Goal a:
Please update the column on lifeguard shortages: reproduce the stretch from "By Beth Hanning" through "miles of beaches.", replacing "teenagers" with "teens".
-- START Text section --
By Beth Hanning
In the last week, two teenagers drowned while swimming off of both Coney Island and Riis Park. In the Coney Island incident, two brothers were swimming in an area that was prohibited to swim and in the Rockaway drowning, the drowning happened around 7:45 p.m., again when there are no lifeguards on duty. Of course, as is the case when any tragedy happens, the local politicians come out and whine that there are not enough lifeguards to patrol our 14 miles of beaches.
Why do these politicians continually complain about the lack of lifeguards, but do absolutely nothing to combat the situation. Here are a list of recommendations for our local politicians:
- Each borough should give the 16 week lifeguard class. When my daughters took the class, they were able to take it at Far Rockaway High School. Now the class is only in Manhattan. As we all know, the commute is not easy and these young kids do a lot of after school activities, so this may prevent some future lifeguards from taking the course. Maybe if there was a class in the borough of Staten Island, the lifeguards from the Rockaway peninsula would not have to be driven to that borough to patrol their beaches. They currently do not have enough and many Rockaway guards are being stationed there.
- Also, while taking the course, the students mostly sit there and listen to the class. They should be swimming more each week. Many kids take the course, but then cannot pass the rigorous exam.
-- END Text section --
Goal b:
In the listing below, lay out the stretch from the line that contains "For every instance of the white trim" through the line that contains "x=275, y=218" as a Markdown table with the columns No. and Line, numbering each row and omitting blank lines. Leave the pictures out.
-- START Provided records --
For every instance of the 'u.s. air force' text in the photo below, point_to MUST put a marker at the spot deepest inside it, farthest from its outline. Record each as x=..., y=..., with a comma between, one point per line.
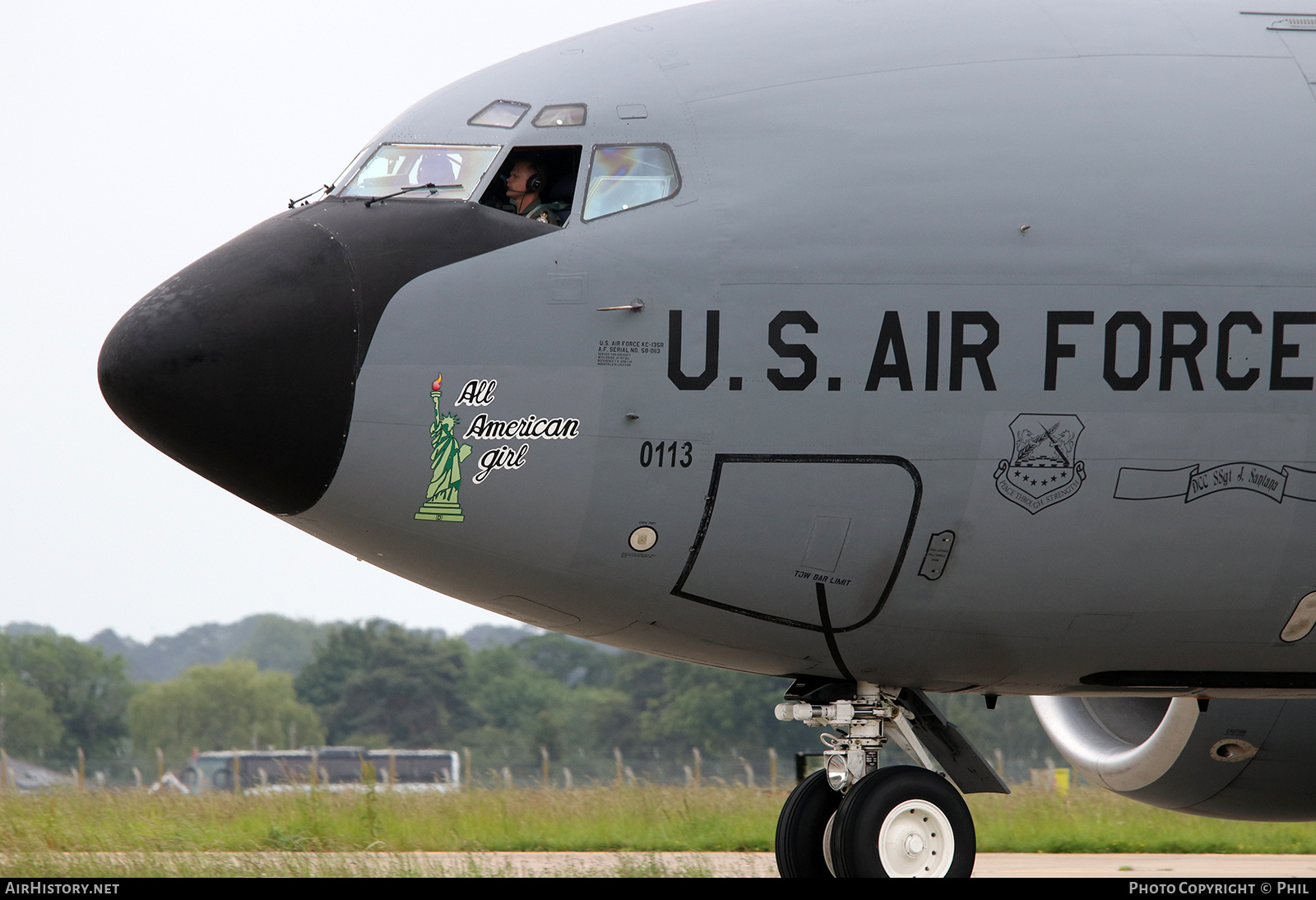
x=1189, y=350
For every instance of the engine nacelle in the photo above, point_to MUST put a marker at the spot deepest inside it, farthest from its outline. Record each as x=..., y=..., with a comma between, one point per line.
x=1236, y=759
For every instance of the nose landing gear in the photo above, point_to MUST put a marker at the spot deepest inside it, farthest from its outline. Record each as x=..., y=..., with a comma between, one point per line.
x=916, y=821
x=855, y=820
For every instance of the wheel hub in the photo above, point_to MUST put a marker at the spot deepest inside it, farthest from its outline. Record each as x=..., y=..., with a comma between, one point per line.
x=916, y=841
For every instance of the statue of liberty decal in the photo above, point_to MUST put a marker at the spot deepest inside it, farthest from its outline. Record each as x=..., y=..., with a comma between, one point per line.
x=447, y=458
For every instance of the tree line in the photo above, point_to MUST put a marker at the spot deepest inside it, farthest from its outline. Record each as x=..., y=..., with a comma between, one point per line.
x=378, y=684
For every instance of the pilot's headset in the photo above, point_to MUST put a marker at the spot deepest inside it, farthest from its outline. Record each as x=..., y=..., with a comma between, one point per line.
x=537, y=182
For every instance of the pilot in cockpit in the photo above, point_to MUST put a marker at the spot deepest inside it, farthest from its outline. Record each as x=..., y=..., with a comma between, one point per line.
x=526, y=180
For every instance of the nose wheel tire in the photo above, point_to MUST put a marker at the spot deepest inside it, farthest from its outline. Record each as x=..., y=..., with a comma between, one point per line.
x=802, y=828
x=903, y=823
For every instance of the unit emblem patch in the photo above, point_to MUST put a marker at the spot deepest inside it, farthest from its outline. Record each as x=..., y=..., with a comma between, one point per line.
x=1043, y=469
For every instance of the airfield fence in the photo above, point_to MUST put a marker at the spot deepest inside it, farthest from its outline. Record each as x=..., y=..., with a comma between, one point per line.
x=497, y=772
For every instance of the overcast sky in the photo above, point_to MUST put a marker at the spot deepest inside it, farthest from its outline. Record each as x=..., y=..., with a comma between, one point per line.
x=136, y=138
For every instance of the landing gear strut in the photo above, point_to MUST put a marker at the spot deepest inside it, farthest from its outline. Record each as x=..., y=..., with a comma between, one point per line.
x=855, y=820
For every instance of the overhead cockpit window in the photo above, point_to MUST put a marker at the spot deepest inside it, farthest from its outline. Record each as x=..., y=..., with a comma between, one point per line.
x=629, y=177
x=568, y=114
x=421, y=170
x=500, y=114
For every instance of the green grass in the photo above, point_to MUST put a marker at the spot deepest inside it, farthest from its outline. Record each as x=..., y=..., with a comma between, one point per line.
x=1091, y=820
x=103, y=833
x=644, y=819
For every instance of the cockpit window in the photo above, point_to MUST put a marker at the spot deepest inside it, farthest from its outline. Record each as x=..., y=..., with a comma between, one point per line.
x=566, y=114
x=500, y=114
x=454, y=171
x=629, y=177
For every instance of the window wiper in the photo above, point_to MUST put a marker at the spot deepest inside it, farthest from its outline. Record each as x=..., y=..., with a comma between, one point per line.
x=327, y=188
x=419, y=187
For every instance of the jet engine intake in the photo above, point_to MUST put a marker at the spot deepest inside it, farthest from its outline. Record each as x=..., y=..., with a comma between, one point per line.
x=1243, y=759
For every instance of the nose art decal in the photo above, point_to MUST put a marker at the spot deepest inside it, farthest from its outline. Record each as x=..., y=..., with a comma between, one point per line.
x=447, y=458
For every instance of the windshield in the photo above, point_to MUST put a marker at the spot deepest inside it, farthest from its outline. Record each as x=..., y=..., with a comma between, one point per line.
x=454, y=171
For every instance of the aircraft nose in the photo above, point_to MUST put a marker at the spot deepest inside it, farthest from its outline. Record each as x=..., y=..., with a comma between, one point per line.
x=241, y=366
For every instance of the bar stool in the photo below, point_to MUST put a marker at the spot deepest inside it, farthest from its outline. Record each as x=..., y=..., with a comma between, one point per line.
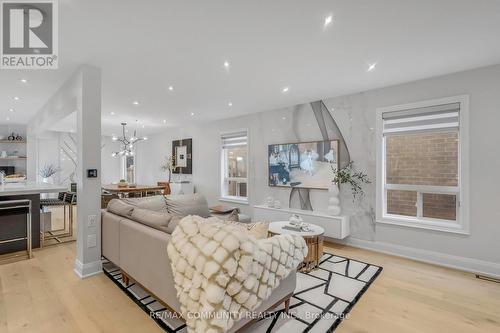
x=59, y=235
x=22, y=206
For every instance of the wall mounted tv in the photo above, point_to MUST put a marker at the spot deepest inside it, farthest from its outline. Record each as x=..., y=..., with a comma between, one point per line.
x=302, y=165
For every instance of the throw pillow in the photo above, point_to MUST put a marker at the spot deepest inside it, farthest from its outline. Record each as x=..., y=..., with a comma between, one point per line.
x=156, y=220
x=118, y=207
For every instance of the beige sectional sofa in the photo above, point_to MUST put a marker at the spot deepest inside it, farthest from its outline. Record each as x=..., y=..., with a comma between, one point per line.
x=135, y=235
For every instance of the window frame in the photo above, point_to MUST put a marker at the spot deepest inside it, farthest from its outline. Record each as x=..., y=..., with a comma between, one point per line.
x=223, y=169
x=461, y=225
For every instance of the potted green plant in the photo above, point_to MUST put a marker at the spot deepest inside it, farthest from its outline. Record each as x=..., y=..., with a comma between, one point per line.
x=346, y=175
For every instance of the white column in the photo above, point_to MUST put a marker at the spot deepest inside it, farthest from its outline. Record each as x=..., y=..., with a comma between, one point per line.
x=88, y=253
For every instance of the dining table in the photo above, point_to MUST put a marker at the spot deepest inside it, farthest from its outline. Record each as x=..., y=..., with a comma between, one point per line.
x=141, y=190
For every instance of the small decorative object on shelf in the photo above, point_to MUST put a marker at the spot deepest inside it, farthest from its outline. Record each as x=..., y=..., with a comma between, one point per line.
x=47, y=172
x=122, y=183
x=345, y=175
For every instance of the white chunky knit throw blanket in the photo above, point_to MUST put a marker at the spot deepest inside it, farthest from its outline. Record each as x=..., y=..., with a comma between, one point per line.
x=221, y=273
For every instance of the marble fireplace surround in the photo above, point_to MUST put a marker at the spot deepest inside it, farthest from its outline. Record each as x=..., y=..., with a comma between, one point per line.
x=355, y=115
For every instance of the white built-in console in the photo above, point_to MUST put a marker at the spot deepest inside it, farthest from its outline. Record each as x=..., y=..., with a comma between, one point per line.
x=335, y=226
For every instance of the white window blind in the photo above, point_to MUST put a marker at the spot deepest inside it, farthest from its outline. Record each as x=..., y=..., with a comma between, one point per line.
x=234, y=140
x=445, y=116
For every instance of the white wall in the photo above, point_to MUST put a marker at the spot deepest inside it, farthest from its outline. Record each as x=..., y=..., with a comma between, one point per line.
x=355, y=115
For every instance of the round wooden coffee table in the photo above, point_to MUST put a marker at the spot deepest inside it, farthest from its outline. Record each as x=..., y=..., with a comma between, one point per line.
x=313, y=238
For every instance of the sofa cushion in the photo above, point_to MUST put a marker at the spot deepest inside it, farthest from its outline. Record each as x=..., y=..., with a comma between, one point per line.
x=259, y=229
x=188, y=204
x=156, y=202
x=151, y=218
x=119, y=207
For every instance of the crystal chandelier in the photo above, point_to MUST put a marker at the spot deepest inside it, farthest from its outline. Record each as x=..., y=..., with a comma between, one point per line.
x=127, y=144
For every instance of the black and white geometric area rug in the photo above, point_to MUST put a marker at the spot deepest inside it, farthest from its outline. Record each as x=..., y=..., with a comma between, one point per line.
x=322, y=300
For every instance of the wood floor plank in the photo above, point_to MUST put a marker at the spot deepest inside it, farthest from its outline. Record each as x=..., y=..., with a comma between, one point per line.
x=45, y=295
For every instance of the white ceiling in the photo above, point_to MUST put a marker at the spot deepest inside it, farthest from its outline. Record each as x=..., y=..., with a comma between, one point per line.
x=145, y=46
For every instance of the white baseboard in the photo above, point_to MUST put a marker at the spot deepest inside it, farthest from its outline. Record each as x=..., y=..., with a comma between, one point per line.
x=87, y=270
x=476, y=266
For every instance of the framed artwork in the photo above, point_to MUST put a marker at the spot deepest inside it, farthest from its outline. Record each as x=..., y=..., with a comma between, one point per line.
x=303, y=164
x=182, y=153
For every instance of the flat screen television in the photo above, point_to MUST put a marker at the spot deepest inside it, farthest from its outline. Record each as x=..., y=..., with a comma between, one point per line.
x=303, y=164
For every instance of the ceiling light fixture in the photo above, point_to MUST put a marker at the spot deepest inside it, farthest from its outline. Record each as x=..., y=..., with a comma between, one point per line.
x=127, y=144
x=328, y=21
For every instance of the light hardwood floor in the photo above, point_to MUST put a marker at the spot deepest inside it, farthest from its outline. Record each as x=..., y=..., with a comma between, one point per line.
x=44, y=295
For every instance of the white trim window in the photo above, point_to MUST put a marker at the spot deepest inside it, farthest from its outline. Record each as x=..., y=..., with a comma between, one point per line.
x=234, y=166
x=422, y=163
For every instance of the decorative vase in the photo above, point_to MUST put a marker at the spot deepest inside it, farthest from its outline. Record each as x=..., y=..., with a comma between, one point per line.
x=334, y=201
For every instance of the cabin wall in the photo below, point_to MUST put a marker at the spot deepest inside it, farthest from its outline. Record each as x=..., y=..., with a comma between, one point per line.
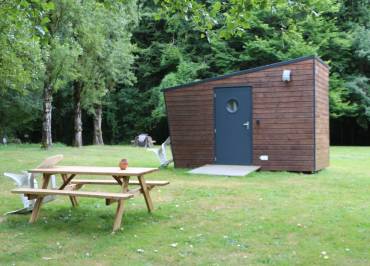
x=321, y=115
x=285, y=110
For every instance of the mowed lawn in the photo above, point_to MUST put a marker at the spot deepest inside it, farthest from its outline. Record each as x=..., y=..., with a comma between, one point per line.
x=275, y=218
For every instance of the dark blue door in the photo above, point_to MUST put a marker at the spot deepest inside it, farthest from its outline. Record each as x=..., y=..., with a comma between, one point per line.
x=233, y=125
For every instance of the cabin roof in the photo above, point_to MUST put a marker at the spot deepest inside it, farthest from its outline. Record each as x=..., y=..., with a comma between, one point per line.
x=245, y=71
-- END Provided records --
Exercise output a:
By Beth Hanning
In the last week, two teens drowned while swimming off of both Coney Island and Riis Park. In the Coney Island incident, two brothers were swimming in an area that was prohibited to swim and in the Rockaway drowning, the drowning happened around 7:45 p.m., again when there are no lifeguards on duty. Of course, as is the case when any tragedy happens, the local politicians come out and whine that there are not enough lifeguards to patrol our 14 miles of beaches.

Exercise output b:
| No. | Line |
|---|---|
| 1 | For every instance of the white trim window in the photo above, point_to MUST put a marker at the spot deepest inside it, farthest from its outline. Record each as x=..., y=..., with a comma between, one point per line. |
| 2 | x=234, y=166 |
| 3 | x=422, y=163 |
| 4 | For every instance of the decorative vase in the photo above, point_to MUST put a marker at the spot deepest inside it, farthest from its outline. Record each as x=..., y=..., with a comma between, one point per line. |
| 5 | x=334, y=201 |
| 6 | For every instance of the cabin wall in the photo below, point_to MUST put a marker at the spot deepest inside it, farthest from its outline. Record each as x=..., y=..., with a comma between, one point per line. |
| 7 | x=321, y=115 |
| 8 | x=285, y=110 |
| 9 | For every instance of the mowed lawn in the photo above, point_to MUST put a marker at the spot deepest inside it, farthest from its outline. Record each as x=..., y=..., with a comma between, one point per line. |
| 10 | x=275, y=218 |